STATED PROBLEM: Rewrite the material from its start through the line containing "224), (212, 255)]]", multiplying every x and y coordinate in the traced outlines by 0.35 and rounding to whole numbers with halves rounded up. Leave every other line as it stands.

# START OF STORED ROWS

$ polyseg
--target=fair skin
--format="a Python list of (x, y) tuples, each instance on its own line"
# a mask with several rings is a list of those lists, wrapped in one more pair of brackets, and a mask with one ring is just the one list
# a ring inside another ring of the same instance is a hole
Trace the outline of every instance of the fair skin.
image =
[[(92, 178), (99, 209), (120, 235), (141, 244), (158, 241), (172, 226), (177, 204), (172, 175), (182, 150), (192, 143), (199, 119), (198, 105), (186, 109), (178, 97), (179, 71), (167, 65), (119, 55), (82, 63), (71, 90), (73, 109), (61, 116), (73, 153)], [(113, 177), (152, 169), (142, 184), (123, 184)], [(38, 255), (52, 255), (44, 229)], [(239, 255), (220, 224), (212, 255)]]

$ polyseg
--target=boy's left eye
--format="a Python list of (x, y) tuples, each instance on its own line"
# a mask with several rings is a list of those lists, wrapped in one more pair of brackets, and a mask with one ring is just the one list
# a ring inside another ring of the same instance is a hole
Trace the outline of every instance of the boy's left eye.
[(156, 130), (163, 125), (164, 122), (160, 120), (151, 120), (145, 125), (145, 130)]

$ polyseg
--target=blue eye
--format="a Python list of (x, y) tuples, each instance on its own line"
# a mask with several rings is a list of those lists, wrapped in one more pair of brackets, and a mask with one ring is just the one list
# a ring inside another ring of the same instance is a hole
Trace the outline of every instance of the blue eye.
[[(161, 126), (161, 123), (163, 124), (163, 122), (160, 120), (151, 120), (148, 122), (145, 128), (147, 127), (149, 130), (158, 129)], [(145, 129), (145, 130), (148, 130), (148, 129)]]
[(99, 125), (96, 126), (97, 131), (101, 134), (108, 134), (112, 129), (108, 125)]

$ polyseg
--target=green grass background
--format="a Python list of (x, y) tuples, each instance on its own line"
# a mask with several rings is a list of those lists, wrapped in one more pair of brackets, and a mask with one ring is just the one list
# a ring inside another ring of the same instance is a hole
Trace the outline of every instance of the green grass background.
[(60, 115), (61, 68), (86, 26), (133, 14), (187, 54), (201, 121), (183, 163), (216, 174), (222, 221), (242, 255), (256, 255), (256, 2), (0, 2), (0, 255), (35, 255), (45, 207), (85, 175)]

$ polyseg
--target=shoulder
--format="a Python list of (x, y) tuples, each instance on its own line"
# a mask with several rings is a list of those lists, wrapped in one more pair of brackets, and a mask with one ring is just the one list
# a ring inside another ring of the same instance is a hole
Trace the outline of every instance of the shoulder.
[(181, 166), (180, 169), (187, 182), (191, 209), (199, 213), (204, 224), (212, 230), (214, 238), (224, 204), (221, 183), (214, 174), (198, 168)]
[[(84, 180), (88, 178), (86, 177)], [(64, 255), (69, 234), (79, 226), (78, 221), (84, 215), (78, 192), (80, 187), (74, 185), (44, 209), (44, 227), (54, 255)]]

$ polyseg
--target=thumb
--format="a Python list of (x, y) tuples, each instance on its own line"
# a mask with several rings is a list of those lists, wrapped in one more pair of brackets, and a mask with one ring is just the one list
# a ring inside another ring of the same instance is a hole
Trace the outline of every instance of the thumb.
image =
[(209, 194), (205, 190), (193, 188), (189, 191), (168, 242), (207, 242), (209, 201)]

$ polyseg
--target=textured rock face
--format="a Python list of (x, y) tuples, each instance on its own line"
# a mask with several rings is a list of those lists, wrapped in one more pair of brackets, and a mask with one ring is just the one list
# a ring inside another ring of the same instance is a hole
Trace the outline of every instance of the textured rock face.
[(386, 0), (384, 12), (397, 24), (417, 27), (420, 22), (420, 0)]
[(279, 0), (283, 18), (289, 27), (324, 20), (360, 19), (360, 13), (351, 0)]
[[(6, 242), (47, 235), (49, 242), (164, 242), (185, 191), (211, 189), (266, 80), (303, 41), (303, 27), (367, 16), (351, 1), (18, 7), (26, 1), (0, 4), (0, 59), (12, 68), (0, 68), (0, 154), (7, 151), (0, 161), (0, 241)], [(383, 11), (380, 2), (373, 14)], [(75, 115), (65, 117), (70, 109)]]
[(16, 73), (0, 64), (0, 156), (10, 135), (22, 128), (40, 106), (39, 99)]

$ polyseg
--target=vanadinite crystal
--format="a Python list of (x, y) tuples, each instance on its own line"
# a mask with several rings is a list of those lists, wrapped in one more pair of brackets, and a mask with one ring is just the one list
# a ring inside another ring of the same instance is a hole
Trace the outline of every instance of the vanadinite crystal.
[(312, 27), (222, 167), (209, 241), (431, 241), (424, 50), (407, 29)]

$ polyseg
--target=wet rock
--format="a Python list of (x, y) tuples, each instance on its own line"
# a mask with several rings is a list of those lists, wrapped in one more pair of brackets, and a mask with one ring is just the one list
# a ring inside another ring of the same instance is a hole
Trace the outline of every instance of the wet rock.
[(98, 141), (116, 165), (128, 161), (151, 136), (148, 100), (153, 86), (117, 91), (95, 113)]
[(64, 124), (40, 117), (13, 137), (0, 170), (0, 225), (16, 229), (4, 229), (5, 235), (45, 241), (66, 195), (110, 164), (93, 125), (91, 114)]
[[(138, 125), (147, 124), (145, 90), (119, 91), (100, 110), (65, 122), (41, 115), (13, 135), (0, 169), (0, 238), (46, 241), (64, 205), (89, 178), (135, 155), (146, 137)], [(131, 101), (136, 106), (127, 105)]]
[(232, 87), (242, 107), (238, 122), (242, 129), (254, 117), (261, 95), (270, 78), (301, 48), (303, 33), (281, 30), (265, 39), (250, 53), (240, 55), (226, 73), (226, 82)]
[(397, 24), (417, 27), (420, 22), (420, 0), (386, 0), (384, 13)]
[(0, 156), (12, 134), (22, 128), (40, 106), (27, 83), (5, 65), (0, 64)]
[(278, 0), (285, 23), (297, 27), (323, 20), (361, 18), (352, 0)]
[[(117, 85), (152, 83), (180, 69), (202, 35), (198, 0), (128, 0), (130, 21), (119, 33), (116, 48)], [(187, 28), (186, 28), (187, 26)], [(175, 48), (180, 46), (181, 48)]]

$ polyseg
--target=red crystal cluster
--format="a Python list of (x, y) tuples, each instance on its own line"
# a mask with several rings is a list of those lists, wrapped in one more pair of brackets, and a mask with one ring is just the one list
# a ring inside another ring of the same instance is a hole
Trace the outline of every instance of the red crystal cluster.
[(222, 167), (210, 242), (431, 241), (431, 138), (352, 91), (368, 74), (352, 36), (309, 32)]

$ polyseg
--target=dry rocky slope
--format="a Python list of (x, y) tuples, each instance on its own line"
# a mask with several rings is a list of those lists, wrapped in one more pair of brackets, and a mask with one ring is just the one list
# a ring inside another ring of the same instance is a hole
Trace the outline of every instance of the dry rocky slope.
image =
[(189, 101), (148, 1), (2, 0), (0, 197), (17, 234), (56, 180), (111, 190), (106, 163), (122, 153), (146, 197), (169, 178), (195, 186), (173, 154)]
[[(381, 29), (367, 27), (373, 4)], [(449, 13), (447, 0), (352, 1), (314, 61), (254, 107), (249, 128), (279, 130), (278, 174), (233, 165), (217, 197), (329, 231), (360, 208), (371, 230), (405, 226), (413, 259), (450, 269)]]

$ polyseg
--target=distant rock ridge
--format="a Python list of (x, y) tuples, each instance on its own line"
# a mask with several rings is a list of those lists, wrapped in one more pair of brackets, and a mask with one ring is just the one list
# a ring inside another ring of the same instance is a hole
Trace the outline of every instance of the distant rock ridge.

# END OF STORED ROWS

SOLVED PROBLEM:
$ polyseg
--target=fair skin
--format="a Python list of (x, y) tuples, each instance on its own line"
# a mask with several rings is a list of those lists, wrapped in one more pair of brackets, and a mask with one ring is just the one list
# a ring inside another ring of the same instance is a hole
Trace the outline of every instance of the fair skin.
image =
[[(32, 62), (35, 73), (42, 82), (49, 85), (55, 84), (60, 79), (62, 71), (60, 61), (64, 53), (67, 50), (70, 42), (69, 37), (65, 38), (62, 34), (63, 25), (58, 23), (42, 19), (29, 22), (25, 32), (26, 38), (21, 41), (26, 54)], [(40, 62), (53, 59), (50, 64), (43, 64)], [(13, 89), (18, 89), (15, 80)], [(84, 89), (77, 78), (74, 89)]]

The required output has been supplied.